PASSAGE FOR REVIEW below:
These data are, as I say, from Hannover in Germany, not to be confused with Hanover in New Hampshire, where the Ivy League school Dartmouth College is. They originally came from a paper with the catchy title of “Regionale Beschäftigungsdynamik und höherwertige Produktionsdienste: Ergebnisse für den Grossraum Hannover (1979-1992)”, which translates to “regional employment¹ dynamics and higher-valued production services: results for Greater Hannover”, where the “greater”, like Greater Toronto, means the city and the surrounding area. It is not clear to me whether the 21 regions are all the regions in and around Hannover, or just a sample of them (which would affect the inferences you make: what are these regions at these times a sample of?)

(2 points) Fit a regression predicting rate of employment growth from the other variables of interest (that is, including Period but not including Region). Display the results of the regression.

This:

growth.1 <- lm(y ~ PA + GPA + HS + GHS + Period, data = growth)
summary(growth.1)


Call:
lm(formula = y ~ PA + GPA + HS + GHS + Period, data = growth)

Residuals:
     Min       1Q   Median       3Q      Max 
-18.1086  -4.1808   0.7785   4.5571  16.7734 

Coefficients:
            Estimate Std. Error t value Pr(>|t|)    
(Intercept)  5.56994    8.20119   0.679    0.500    
PA          -0.31284    0.18875  -1.657    0.103    
GPA          0.07293    0.43443   0.168    0.867    
HS          -0.65789    0.92037  -0.715    0.478    
GHS          3.58862    1.45897   2.460    0.017 *  
Period       6.20205    1.30090   4.768 1.33e-05 ***
---
Signif. codes:  0 '***' 0.001 '**' 0.01 '*' 0.05 '.' 0.1 ' ' 1

Residual standard error: 7.547 on 57 degrees of freedom
Multiple R-squared:  0.4725,    Adjusted R-squared:  0.4262 
F-statistic: 10.21 on 5 and 57 DF,  p-value: 5.084e-07

If you prefer (and you have loaded broom), do the first line and then do these, in either order:

tidy(growth.1)
End of PASSAGE FOR REVIEW.
SUPPLIED MATERIAL below:
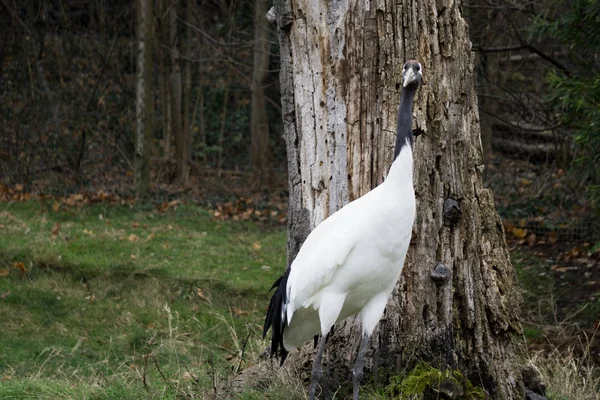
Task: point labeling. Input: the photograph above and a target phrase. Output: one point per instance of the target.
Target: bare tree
(144, 97)
(260, 149)
(456, 305)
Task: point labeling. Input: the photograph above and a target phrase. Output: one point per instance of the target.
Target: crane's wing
(325, 249)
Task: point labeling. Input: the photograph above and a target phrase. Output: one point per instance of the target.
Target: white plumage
(350, 262)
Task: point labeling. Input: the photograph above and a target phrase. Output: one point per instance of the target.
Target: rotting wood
(340, 77)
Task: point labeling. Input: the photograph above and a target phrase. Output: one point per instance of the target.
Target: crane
(350, 262)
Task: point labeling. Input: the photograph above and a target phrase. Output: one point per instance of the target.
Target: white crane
(350, 262)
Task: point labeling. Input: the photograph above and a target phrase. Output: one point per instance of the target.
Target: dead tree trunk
(144, 97)
(340, 77)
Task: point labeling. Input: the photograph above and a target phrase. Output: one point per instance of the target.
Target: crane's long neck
(401, 170)
(404, 135)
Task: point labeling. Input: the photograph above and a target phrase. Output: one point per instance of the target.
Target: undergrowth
(117, 302)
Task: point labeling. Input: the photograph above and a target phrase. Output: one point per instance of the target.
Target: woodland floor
(147, 256)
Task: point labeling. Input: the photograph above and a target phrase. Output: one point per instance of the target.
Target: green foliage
(424, 377)
(576, 91)
(124, 302)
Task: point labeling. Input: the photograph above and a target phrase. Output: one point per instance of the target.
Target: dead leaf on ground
(239, 312)
(56, 229)
(519, 232)
(21, 266)
(200, 294)
(532, 240)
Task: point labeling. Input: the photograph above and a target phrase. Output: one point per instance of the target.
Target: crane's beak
(409, 77)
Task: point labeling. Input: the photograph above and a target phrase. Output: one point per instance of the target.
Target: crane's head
(411, 74)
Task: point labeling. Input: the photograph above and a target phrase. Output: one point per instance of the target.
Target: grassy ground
(119, 302)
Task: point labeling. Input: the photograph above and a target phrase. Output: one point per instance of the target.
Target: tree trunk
(144, 98)
(187, 90)
(259, 152)
(163, 76)
(181, 159)
(340, 78)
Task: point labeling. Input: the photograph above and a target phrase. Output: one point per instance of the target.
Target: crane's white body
(351, 261)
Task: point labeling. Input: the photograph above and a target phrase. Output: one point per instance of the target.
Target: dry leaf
(200, 294)
(239, 312)
(531, 240)
(519, 232)
(21, 266)
(56, 229)
(187, 375)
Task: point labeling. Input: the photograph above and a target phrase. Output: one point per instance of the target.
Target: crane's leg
(317, 371)
(357, 371)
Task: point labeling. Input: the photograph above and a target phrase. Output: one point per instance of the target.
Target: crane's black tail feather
(277, 316)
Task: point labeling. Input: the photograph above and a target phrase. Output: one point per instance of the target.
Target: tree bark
(340, 78)
(260, 149)
(181, 156)
(144, 98)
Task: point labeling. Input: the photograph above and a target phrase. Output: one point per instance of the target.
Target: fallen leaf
(519, 232)
(56, 229)
(189, 376)
(239, 312)
(21, 266)
(200, 294)
(531, 240)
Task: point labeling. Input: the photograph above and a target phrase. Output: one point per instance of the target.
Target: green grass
(125, 302)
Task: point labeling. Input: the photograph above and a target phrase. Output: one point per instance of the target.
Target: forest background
(69, 128)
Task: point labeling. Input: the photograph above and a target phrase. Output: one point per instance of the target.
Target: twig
(213, 373)
(243, 351)
(161, 374)
(144, 373)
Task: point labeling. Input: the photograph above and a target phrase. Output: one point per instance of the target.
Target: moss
(424, 378)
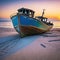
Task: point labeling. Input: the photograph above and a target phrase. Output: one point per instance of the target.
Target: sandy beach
(38, 47)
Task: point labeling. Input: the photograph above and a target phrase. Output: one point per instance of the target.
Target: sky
(10, 7)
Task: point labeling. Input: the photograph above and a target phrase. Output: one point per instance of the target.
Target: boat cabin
(27, 12)
(44, 19)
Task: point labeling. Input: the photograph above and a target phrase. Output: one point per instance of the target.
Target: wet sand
(38, 47)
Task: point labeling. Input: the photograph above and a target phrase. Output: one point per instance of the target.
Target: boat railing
(13, 15)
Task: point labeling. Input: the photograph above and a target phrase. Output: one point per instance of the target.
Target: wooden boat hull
(25, 25)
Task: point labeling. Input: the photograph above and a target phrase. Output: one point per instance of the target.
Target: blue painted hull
(25, 25)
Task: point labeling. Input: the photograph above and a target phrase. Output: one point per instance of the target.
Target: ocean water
(38, 47)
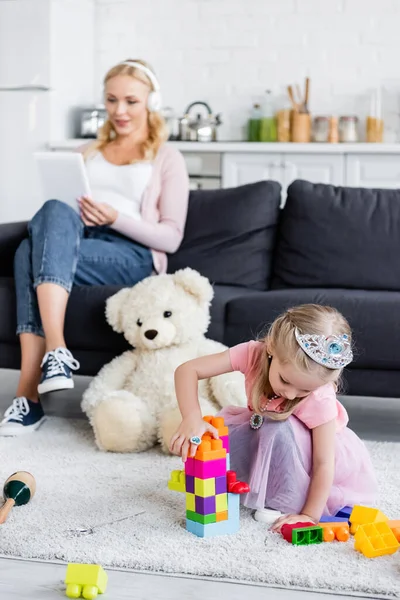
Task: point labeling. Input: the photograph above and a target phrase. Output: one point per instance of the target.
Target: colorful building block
(86, 581)
(221, 486)
(395, 527)
(333, 520)
(212, 490)
(190, 484)
(335, 531)
(204, 487)
(199, 518)
(210, 450)
(191, 502)
(177, 481)
(211, 468)
(344, 512)
(302, 534)
(375, 539)
(206, 506)
(362, 515)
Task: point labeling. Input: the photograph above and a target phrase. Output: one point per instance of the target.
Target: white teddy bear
(131, 403)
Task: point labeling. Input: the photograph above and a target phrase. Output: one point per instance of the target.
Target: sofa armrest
(11, 235)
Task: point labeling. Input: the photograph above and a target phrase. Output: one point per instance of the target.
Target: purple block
(190, 484)
(333, 520)
(209, 468)
(225, 442)
(189, 467)
(220, 485)
(205, 506)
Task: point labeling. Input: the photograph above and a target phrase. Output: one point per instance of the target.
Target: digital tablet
(63, 176)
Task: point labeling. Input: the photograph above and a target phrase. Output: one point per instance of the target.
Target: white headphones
(154, 101)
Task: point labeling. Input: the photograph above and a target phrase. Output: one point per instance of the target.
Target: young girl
(292, 445)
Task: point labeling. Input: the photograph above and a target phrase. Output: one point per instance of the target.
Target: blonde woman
(292, 445)
(137, 214)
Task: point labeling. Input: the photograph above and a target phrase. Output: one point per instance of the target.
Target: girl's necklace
(257, 420)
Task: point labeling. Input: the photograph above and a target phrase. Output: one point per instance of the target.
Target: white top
End of SUPPLIED MATERIAL.
● EXERCISE INSTRUCTIONS
Can you copy the part of the Hannover employment passage above, from "Residual standard error: 7.547" up to and including "tidy(growth.1)", without changing a character?

● REPLY TO THE EXERCISE
Residual standard error: 7.547 on 57 degrees of freedom
Multiple R-squared:  0.4725,    Adjusted R-squared:  0.4262 
F-statistic: 10.21 on 5 and 57 DF,  p-value: 5.084e-07

If you prefer (and you have loaded broom), do the first line and then do these, in either order:

tidy(growth.1)